**WHAT THIS TASK INVOLVES:** Which lines in the records below contain the string "item"? List each of them in full, treating uppercase and lowercase as different.

**MATERIAL FOR THIS TASK:**
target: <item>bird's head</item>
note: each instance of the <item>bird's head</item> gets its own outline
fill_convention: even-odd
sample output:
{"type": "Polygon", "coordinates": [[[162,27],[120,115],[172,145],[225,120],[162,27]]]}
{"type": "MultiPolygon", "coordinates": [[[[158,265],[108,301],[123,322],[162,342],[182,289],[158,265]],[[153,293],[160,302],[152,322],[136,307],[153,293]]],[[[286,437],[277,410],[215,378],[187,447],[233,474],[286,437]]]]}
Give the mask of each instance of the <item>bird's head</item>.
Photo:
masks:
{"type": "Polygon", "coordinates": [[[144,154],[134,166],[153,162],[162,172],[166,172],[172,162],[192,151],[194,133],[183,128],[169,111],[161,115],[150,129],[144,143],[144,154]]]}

---

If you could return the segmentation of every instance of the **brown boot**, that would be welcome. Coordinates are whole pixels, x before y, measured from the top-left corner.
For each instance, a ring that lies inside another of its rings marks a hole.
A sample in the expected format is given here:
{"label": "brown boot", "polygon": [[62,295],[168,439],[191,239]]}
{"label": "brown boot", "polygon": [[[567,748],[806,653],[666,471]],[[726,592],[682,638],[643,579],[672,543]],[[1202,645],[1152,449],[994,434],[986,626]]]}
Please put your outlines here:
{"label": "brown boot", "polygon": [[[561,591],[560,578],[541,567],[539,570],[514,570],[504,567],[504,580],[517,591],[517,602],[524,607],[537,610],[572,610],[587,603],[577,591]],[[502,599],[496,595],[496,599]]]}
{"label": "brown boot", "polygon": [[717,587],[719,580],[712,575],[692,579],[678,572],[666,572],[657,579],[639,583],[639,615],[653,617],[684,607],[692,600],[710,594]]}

* * *

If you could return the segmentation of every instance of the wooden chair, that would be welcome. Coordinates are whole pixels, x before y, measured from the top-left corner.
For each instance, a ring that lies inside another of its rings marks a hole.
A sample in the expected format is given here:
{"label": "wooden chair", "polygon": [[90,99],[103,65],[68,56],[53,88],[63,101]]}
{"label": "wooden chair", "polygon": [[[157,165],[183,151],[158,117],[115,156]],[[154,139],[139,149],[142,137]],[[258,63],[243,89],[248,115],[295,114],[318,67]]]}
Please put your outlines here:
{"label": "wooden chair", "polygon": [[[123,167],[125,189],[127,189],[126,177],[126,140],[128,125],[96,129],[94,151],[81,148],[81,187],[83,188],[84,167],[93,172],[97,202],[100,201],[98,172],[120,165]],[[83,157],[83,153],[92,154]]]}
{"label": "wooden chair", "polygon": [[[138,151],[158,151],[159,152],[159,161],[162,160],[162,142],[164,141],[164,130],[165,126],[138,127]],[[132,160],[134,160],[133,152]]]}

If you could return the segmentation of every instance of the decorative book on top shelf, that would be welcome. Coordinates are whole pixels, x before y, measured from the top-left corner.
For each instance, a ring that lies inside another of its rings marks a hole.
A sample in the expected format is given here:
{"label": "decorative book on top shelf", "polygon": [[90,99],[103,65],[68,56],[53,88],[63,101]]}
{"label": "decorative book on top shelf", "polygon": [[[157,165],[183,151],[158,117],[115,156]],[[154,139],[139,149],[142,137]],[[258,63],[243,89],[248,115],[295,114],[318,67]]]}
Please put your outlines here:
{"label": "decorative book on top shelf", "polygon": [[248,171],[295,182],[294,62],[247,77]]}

**SOLUTION TO THIS TASK:**
target: <item>bird's head</item>
note: each instance of the <item>bird's head</item> gets its own outline
Give the mask of each instance of the <item>bird's head</item>.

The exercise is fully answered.